» Your objective
Answer these from the passage on a diabetes drug and nicotine below:
(a) What percentage of smokers want to quit?
(b) Which associate professor is quoted on liraglutide's effect on the brain?
(c) What two appetite inhibitors did the researchers study?

» Source passage
━━━━━━━━━━

Posted on 06/02/2023 8:19:01 AM PDT by ConservativeMind
A drug that was originally developed to treat diabetes and severe overweight might also help people with nicotine dependence, concludes new research.
Smoking is one of the greatest threats to public health.
And 75% of smokers want to quit.
So why don't they? The answer is: nicotine. It is one of the most addictive known substances.
Unfortunately, there is no treatment for nicotine cravings.
But new research might be able to change that.
"In connection with a mouse study focusing on overweight, we discovered, more or less by accident, that a well-known drug, liraglutide, used to treat diabetes and overweight, affects the impact of nicotine on the brain. Liraglutide inhibits the effect that nicotine has on the brain's reward system," says Associate Professor Christoffer Clemmensen.
He explains that GLP-1 and nicotine are the two substances that affect the brain's reward system. Nicotine from tobacco, for example, releases a large amount of dopamine in the brain, which acts as a kind of reward. This is one of the reasons why it is so hard to quit nicotine products.
In the study, the researchers studied two known appetite inhibitors: GLP-1 and nicotine. GLP-1 is used in various diabetes and weight loss drugs.
The researchers already knew that nicotine increases energy expenditure, and many who quit nicotine products subsequently gain weight.
Together, the two substances appear to promote weight loss, while GLP-1 alone seems to reduce nicotine cravings. And, according to the international database of clinical trials, many researchers are currently testing whether GLP-1-based drugs can help people quit smoking.
Christoffer Clemmensen explains that it was only recently discovered that a combination of GLP-1 and nicotine has a greater effect on the body than either of the two substances alone.
The two substances affect the same neurons in specific parts of the brain.
(Excerpt) Read more at medicalxpress.com ...
If your idea of freedom from the obsessive nicotine dependency state (which is a consequence of inhaling the fumes from burning tobacco) by replacing it with vaping (inhaling the fumes of electronically heated nicotime-bearing solution), that's no significant change in the delivery system, is it? Both result in overdosing every time one uses the method.
That would seem to me to be an illogical, idiotic, andunworkable approach, eh?
Absorption of the toxin from the nicotine polyacrylex cud at the interface with the flesh of the mouth causes a much slower controllable rise of concentration of nicotine in the blood, promoting a continuous lessening of the amount of residual nicotine the body wants to maintain, diminishing to zero the desire of the user and lengthening the interval between doses such that it can be abandoned without discomfort.
That makes sense and is easily performed by anyone except the idiot that wants to keep on inhaling poison into his/her lungs.

━━━━━━━━━━

» Given entries
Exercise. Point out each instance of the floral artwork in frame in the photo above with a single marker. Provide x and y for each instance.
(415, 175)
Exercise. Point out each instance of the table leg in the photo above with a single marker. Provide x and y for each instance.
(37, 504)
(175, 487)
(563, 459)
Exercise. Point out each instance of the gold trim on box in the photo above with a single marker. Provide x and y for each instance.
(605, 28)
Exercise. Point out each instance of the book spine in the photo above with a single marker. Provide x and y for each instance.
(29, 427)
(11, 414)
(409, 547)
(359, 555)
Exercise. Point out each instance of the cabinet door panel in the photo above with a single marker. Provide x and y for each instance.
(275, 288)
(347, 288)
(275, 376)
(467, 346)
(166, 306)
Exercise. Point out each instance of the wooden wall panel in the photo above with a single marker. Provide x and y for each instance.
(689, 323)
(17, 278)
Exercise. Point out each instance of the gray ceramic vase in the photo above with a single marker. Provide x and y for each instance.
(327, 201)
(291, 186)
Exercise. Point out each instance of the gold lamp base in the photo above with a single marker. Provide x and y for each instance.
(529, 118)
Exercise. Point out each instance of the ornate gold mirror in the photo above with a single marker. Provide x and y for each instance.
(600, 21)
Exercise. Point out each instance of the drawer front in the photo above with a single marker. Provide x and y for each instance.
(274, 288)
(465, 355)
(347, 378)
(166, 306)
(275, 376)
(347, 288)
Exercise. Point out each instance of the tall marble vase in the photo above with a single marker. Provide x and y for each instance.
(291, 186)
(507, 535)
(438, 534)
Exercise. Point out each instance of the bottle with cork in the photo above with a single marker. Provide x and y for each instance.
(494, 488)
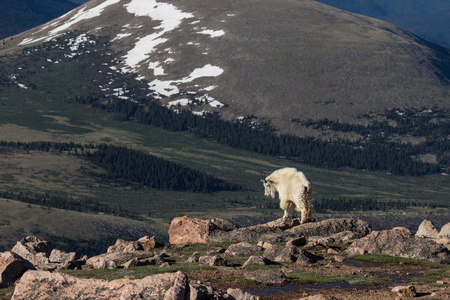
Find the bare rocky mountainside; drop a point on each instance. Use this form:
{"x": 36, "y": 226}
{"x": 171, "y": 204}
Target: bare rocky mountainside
{"x": 134, "y": 136}
{"x": 277, "y": 260}
{"x": 277, "y": 60}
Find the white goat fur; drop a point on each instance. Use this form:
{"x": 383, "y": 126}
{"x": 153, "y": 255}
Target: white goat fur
{"x": 294, "y": 191}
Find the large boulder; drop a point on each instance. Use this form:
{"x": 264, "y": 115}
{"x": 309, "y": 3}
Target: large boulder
{"x": 34, "y": 250}
{"x": 114, "y": 259}
{"x": 12, "y": 266}
{"x": 427, "y": 230}
{"x": 63, "y": 286}
{"x": 243, "y": 249}
{"x": 290, "y": 254}
{"x": 445, "y": 231}
{"x": 329, "y": 227}
{"x": 189, "y": 230}
{"x": 143, "y": 244}
{"x": 402, "y": 243}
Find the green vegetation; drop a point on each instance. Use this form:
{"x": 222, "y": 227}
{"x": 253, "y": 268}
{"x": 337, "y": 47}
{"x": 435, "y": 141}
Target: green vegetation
{"x": 232, "y": 153}
{"x": 379, "y": 258}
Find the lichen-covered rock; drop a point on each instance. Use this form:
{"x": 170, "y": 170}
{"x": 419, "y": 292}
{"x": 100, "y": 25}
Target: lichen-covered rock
{"x": 256, "y": 260}
{"x": 332, "y": 226}
{"x": 290, "y": 254}
{"x": 402, "y": 243}
{"x": 58, "y": 256}
{"x": 12, "y": 266}
{"x": 405, "y": 291}
{"x": 215, "y": 261}
{"x": 33, "y": 249}
{"x": 47, "y": 285}
{"x": 445, "y": 231}
{"x": 189, "y": 230}
{"x": 242, "y": 249}
{"x": 109, "y": 260}
{"x": 300, "y": 241}
{"x": 427, "y": 230}
{"x": 267, "y": 276}
{"x": 239, "y": 294}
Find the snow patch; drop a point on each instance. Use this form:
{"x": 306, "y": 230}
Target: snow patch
{"x": 167, "y": 88}
{"x": 212, "y": 33}
{"x": 81, "y": 15}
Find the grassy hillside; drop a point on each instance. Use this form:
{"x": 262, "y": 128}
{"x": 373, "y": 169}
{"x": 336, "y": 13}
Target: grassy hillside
{"x": 427, "y": 19}
{"x": 21, "y": 15}
{"x": 39, "y": 86}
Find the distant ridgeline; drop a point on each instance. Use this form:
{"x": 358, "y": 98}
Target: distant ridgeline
{"x": 126, "y": 166}
{"x": 377, "y": 155}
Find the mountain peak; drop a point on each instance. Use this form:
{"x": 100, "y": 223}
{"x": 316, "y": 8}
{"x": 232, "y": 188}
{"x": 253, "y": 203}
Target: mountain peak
{"x": 278, "y": 60}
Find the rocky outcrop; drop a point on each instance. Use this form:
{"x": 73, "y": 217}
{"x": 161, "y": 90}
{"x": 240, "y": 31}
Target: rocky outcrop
{"x": 242, "y": 249}
{"x": 427, "y": 230}
{"x": 116, "y": 259}
{"x": 445, "y": 231}
{"x": 143, "y": 244}
{"x": 405, "y": 291}
{"x": 290, "y": 254}
{"x": 12, "y": 266}
{"x": 63, "y": 286}
{"x": 188, "y": 230}
{"x": 402, "y": 243}
{"x": 34, "y": 250}
{"x": 329, "y": 227}
{"x": 43, "y": 256}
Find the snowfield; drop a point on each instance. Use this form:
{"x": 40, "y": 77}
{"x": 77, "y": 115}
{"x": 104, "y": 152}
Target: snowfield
{"x": 139, "y": 57}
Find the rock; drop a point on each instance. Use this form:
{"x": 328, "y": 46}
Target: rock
{"x": 187, "y": 230}
{"x": 289, "y": 254}
{"x": 123, "y": 246}
{"x": 242, "y": 249}
{"x": 215, "y": 261}
{"x": 12, "y": 266}
{"x": 332, "y": 226}
{"x": 332, "y": 251}
{"x": 63, "y": 286}
{"x": 239, "y": 294}
{"x": 445, "y": 231}
{"x": 29, "y": 247}
{"x": 445, "y": 241}
{"x": 178, "y": 290}
{"x": 405, "y": 291}
{"x": 256, "y": 260}
{"x": 284, "y": 223}
{"x": 224, "y": 225}
{"x": 267, "y": 276}
{"x": 265, "y": 245}
{"x": 300, "y": 241}
{"x": 344, "y": 237}
{"x": 149, "y": 243}
{"x": 200, "y": 291}
{"x": 427, "y": 230}
{"x": 58, "y": 256}
{"x": 109, "y": 260}
{"x": 319, "y": 297}
{"x": 143, "y": 244}
{"x": 134, "y": 262}
{"x": 400, "y": 242}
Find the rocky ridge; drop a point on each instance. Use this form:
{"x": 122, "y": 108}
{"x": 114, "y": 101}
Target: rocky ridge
{"x": 34, "y": 264}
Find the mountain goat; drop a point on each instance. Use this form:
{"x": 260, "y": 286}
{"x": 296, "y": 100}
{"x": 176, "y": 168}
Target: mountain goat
{"x": 294, "y": 191}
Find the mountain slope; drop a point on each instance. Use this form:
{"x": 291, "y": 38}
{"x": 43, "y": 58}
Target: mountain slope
{"x": 276, "y": 60}
{"x": 428, "y": 19}
{"x": 20, "y": 15}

━━━━━━━━━━

» Problem solution
(a) 75%
(b) Christoffer Clemmensen
(c) GLP-1 and nicotine